Frente a esa amenaza real -ahí está la asociación de la derecha con la ultraderecha en instituciones locales y autonómicas- no había otro remedio que sostener a Sánchez, aunque su mediocridad y vaivenes no le hicieran acreedor de un pacto deseable. Y de nuevo, el mal menor: el apoyo al Gobierno central, sobre bases acordadas, era la única salida a pesar de sus contradicciones. El gran error de los socialistas es su coalición con la extrema izquierda, una alianza infame, pues difícilmente puede gobernarse una sociedad democrática cuando una parte de su administración política (y el Gobierno es un órgano colegiado) proviene de una cultura totalitaria y de la que, más allá de la retórica, no pueden desprenderse en su aspiración de supervivencia. Muchos de los males de la España actual están en la raíz de este contrato, sostenido por conveniencias de PSOE y Podemos-Sumar. ¿Cómo pudo un país con una pizca de autoestima tener como vicepresidente a un líder de extrema izquierda como Pablo Iglesias, finalmente amortizado, y ahora Yolanda Díaz, dinamiteros de un sistema (¿qué sistema?) de complejos contrapesos? Pero el mal menor obliga a las fuerzas democráticas a taponar, al borde de la emergencia, el desafío del demoledor convenio PP-Vox, aunque sea con semejante aventurismo.
Es como imaginar la locura de un gobierno en Euskadi con la participación directa de EH Bildu y su proyecto revolucionario. No, la izquierda abertzale no ha cambiado, como creen los ingenuos y acomodados de pensamiento. Solo se ha travestido al amparo del olvido de lo que fue la destrucción moral, política y económica del país y la práctica sistemática del asesinato y el crimen político bajo el liderazgo de ETA y el apoyo de una parte de la sociedad. Gobernar con ese sector social sería lo más parecido a una traición ética y anudarse al cuello la soga de la extinción democrática. Impedirlo no entra en la categoría del mal menor, sino del bien máximo. Ni en la teoría puede intercambiarse la libertad de un país por emociones nacionales y por comunidad cultural, lo que no impide alcanzar consensos en materias concretas de importancia comunitaria.
Más gasto militar
La defensa militar en un mundo desquiciado es un mal menor en sí mismo, de lo peor, como todos los sectores de la seguridad privada y pública. Nadie las quiere, excepto los uniformados; pero es una diabólica necesidad que, además, nos cuesta un ojo de la cara y la mitad del alma. Las demencias coincidentes de Putin, con su invasión criminal de la mártir Ucrania, y Trump, que desprecia la OTAN, han dejado a Europa ante el riesgo de la indefensión frente a Rusia y su política imperial. Todos los líderes de la UE están de acuerdo en la necesidad de incrementar el gasto europeo de defensa militar, proponiendo un techo de 800.000 millones de euros, algo así como el 3% del PIB de cada país. Y a la vista de las amenazas, nos topamos de nuevo con el mal menor y tener que afrontar este disparate, simplemente porque no hay alternativa en la cruda realidad. O Europa se defiende por sí sola o estaremos bajo la incertidumbre y el miedo permanentes. Quizás así tengamos una Europa más unida y fuerte, lejos de la tutela americana. Paz es vida y libertad aseguradas.

++++

[ENUNCIADO A] ¿Puedes reproducir el fragmento desde "Es como imaginar" hasta "de importancia comunitaria.", reemplazando "Euskadi" por "Navarra"?

[Entradas de identificación de ubicaciones]
++++

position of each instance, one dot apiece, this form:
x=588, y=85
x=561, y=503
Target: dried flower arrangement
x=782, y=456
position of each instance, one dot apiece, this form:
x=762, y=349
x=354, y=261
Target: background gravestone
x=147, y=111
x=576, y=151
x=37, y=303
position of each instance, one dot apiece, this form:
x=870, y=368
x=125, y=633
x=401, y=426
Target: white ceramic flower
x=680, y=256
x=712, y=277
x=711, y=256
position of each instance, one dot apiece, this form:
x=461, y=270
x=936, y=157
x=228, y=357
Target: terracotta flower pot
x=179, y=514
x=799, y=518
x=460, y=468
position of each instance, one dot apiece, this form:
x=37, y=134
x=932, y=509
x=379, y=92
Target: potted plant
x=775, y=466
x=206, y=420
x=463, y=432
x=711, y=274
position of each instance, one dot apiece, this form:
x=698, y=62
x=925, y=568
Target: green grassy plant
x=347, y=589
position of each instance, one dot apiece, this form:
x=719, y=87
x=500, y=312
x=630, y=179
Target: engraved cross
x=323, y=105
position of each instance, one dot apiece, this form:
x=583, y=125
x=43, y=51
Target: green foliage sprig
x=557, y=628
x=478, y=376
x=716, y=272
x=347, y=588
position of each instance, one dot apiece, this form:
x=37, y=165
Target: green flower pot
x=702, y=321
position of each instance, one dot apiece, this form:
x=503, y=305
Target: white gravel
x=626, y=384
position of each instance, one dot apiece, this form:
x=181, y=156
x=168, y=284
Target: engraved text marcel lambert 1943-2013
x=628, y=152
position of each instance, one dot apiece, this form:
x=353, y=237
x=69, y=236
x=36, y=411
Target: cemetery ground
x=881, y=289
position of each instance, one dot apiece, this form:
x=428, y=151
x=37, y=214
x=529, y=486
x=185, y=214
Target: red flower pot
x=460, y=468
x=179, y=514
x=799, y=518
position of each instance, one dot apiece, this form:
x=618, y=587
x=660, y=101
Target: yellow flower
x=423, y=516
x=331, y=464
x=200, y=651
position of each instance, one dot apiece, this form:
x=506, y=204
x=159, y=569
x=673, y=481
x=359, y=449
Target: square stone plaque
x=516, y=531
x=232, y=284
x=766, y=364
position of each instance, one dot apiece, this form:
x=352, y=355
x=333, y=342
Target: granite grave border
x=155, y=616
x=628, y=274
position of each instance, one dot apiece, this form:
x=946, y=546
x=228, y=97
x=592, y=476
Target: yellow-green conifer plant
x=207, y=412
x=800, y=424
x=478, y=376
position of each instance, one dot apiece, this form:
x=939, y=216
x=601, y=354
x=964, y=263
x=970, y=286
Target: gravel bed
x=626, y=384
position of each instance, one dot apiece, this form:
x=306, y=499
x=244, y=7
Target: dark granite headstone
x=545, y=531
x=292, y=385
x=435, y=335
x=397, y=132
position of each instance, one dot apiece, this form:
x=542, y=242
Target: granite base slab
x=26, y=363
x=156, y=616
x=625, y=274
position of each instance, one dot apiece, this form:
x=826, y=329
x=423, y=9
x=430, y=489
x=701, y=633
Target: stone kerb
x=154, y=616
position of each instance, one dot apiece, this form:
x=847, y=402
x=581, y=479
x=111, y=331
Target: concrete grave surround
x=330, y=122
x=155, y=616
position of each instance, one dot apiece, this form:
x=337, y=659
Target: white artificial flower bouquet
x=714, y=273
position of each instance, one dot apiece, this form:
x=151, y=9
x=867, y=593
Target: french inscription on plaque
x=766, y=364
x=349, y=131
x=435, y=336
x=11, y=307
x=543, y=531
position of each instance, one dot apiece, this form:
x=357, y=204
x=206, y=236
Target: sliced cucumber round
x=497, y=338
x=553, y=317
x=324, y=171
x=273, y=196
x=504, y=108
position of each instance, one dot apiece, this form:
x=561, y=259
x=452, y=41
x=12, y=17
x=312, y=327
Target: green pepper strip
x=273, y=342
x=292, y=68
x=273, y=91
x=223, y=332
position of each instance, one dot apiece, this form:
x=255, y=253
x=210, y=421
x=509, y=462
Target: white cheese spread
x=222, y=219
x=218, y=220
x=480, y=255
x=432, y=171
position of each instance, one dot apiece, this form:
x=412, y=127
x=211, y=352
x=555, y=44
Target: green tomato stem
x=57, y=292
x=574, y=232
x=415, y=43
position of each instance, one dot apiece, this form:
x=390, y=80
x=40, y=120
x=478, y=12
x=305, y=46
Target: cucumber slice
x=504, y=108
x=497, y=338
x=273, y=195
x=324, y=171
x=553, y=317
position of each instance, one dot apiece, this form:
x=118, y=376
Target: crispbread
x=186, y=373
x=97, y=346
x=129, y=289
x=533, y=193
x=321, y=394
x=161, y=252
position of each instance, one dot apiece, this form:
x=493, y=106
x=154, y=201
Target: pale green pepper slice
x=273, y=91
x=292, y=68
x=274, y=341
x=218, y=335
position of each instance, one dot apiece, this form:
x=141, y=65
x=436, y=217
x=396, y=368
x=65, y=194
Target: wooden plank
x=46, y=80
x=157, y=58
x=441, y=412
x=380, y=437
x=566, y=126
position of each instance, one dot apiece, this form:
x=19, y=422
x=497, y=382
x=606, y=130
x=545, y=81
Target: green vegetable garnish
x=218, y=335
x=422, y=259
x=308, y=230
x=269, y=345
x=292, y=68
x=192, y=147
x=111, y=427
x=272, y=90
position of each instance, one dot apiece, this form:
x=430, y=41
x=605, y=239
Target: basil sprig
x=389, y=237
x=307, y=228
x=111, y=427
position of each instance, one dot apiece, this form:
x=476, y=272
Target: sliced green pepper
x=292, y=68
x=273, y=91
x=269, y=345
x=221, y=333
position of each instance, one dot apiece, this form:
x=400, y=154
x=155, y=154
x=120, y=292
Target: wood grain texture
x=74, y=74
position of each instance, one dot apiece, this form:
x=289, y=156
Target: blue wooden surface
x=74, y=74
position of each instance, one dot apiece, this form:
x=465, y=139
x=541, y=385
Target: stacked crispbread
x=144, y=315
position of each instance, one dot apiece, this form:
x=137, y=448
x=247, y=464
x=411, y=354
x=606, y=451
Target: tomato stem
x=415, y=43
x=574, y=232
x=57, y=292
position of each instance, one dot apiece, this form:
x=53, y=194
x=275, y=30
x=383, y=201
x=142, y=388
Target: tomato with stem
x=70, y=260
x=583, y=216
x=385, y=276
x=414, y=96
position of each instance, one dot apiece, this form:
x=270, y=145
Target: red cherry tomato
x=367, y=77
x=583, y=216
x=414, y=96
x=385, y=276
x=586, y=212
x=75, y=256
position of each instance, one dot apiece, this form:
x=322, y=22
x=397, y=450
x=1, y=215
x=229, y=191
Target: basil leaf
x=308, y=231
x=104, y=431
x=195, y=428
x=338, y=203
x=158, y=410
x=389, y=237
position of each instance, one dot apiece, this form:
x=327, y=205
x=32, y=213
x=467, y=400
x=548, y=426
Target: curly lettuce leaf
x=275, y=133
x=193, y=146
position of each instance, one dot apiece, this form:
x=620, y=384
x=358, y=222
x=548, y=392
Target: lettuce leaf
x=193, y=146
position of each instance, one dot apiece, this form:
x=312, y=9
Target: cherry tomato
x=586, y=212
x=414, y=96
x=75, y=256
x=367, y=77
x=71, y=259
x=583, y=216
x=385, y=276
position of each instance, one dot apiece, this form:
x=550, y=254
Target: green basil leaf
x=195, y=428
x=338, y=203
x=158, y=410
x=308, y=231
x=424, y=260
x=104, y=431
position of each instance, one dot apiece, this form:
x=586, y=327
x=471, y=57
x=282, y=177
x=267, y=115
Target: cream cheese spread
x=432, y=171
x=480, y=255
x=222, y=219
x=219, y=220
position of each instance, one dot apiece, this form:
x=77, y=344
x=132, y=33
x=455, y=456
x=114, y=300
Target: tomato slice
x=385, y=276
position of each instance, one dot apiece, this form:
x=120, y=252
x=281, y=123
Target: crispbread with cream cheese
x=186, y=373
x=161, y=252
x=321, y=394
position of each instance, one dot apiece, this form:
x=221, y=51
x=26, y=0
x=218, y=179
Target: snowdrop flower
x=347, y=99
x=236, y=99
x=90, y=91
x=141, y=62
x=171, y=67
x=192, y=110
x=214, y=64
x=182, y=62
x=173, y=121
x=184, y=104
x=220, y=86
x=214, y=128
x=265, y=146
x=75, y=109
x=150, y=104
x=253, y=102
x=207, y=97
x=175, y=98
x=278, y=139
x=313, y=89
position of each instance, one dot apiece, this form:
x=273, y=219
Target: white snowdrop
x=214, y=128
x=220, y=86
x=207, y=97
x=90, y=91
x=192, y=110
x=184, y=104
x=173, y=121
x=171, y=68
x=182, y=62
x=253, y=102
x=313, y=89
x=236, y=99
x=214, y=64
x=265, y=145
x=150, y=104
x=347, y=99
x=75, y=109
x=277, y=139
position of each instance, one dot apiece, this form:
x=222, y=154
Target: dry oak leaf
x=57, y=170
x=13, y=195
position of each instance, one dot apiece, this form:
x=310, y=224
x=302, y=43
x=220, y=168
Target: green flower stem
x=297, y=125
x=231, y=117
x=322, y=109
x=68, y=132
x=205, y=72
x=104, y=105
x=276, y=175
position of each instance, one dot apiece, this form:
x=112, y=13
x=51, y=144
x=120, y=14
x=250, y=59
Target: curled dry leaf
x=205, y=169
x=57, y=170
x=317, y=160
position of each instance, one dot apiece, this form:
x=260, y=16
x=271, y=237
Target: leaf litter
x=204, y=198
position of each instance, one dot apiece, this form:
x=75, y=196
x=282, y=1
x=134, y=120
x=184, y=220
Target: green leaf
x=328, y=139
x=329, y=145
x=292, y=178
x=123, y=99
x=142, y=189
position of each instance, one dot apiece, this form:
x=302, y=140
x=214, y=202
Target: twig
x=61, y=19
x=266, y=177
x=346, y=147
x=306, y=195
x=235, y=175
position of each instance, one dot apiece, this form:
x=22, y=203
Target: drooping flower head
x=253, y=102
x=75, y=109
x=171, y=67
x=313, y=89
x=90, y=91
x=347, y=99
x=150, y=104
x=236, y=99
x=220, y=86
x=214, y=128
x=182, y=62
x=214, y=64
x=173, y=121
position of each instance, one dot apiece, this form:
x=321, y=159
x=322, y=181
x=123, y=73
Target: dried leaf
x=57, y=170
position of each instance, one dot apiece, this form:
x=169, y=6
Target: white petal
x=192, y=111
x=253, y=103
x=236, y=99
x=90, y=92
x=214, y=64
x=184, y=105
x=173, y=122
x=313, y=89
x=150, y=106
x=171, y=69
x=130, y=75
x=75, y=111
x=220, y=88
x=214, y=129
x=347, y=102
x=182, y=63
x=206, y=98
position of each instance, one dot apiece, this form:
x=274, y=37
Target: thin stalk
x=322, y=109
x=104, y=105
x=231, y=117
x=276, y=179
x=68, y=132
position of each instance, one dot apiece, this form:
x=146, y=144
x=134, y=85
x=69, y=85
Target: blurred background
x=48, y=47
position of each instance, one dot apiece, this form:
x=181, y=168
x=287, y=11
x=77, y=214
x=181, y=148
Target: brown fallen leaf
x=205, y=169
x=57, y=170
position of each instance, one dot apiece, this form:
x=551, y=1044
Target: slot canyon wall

++++

[ENUNCIADO B] ¿Qué filas contienen la palabra "with"? Extrae cada una de ellas completa, teniendo en cuenta que importan las mayúsculas y minúsculas.

[RESPUESTA COMPLETA A]
Es como imaginar la locura de un gobierno en Navarra con la participación directa de EH Bildu y su proyecto revolucionario. No, la izquierda abertzale no ha cambiado, como creen los ingenuos y acomodados de pensamiento. Solo se ha travestido al amparo del olvido de lo que fue la destrucción moral, política y económica del país y la práctica sistemática del asesinato y el crimen político bajo el liderazgo de ETA y el apoyo de una parte de la sociedad. Gobernar con ese sector social sería lo más parecido a una traición ética y anudarse al cuello la soga de la extinción democrática. Impedirlo no entra en la categoría del mal menor, sino del bien máximo. Ni en la teoría puede intercambiarse la libertad de un país por emociones nacionales y por comunidad cultural, lo que no impide alcanzar consensos en materias concretas de importancia comunitaria.

[RESPUESTA COMPLETA B]
Target: tomato with stem
Target: crispbread with cream cheese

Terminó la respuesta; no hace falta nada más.